Entries shown:
────────────────
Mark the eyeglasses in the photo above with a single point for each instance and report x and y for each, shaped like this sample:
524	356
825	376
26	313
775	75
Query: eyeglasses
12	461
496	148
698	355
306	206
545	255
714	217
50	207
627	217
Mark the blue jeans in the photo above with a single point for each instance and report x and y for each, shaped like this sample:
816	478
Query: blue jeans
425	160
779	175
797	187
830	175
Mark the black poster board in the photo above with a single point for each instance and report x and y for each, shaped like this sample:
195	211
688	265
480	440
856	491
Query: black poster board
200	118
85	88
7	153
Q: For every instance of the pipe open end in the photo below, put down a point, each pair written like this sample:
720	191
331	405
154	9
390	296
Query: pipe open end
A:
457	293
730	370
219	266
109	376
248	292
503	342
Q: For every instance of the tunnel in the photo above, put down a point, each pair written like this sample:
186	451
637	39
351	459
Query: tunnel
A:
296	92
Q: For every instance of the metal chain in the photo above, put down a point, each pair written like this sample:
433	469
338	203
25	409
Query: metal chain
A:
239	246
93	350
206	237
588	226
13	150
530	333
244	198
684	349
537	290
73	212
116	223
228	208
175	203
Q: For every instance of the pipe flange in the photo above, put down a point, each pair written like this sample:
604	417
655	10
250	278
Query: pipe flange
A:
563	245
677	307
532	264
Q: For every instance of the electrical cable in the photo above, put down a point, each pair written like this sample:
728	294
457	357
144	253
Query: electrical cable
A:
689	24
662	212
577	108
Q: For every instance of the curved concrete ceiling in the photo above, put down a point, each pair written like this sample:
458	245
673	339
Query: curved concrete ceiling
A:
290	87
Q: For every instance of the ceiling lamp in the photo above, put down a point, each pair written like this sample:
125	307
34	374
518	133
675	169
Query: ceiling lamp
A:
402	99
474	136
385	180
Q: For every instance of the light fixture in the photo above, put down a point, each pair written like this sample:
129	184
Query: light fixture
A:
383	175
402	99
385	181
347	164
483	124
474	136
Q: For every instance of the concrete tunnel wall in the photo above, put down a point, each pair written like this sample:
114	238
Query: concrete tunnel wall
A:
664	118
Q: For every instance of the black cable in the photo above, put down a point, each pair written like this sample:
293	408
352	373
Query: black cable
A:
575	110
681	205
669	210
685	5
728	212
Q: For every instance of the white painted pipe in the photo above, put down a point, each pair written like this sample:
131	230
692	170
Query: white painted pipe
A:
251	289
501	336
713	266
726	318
────────────────
Work instructions: An exact copy of every record is required here.

Exercise answer:
Mark the eyeglasses in the photo above with a single point for each instance and report x and y for each, shaped like this sample:
524	356
825	376
26	313
775	75
Query: eyeglasses
12	461
496	148
698	355
306	206
545	255
714	217
50	207
627	217
Mark the blue jeans in the photo above with a single point for each instance and report x and y for each, shaped like this sample:
816	478
Query: blue jeans
425	160
779	175
797	187
830	175
Mark the black poster board in the photo above with a single point for each instance and report x and y for each, shaped like this sample:
195	211
688	265
480	440
856	491
Query: black poster board
200	118
85	88
7	153
Q: For every instance of the pipe open end in the photo below, put down a point, each pair written like this sample:
720	191
331	405
154	9
390	296
Query: pipe open end
A:
457	293
730	370
219	266
109	376
248	292
503	342
Q: For every instance of the tunnel in the photo above, put down a point, each pair written like this sample:
186	451
637	39
351	459
Query: tunnel
A:
296	92
Q: For every instance of the metal chain in the photo above, put down a point, each pair written like this sample:
433	469
338	203
25	409
Query: metal chain
A:
239	246
93	350
206	237
588	226
13	150
530	333
244	198
684	349
537	290
73	212
116	223
228	208
175	203
Q: For every instance of the pipe flange in the photo above, put down a point, each pair written like this sample:
604	417
655	10
250	278
Query: pipe flange
A:
563	245
677	307
532	264
Q: For every instance of the electrical cable in the photo above, put down a point, each pair written like this sample:
728	294
457	357
144	253
Query: electrical cable
A:
689	24
662	212
577	108
Q: For every instance of the curved concrete ceiling in the photo above, put down a point, each pair written like this sample:
458	245
673	339
Query: curved concrete ceiling
A:
290	87
Q: For every instance of the ceiling lamp in the photo above, put down a point, each pair written like this sample:
125	307
34	374
518	133
675	169
Query: ceiling lamp
A:
402	99
474	136
385	180
Q: For every instance of the light fixture in the photo above, put down a point, each pair written like this sample:
129	184
Query: light fixture
A:
383	175
402	99
385	181
347	164
483	124
474	136
Q: For every instance of the concrete tunnel wall in the photo above, put down a point, each pair written like this sample:
114	238
Query: concrete tunnel wall
A:
664	118
Q: For every instance of the black cable in the photo above, put down a point, each pair written like this sample:
293	408
352	373
Query: black cable
A:
575	110
681	205
669	210
685	5
728	212
Q: For every instance of the white painted pipe in the photo above, put down a point, each pair written like this sample:
131	230
692	170
Query: white painted pipe
A:
251	289
501	336
713	266
726	318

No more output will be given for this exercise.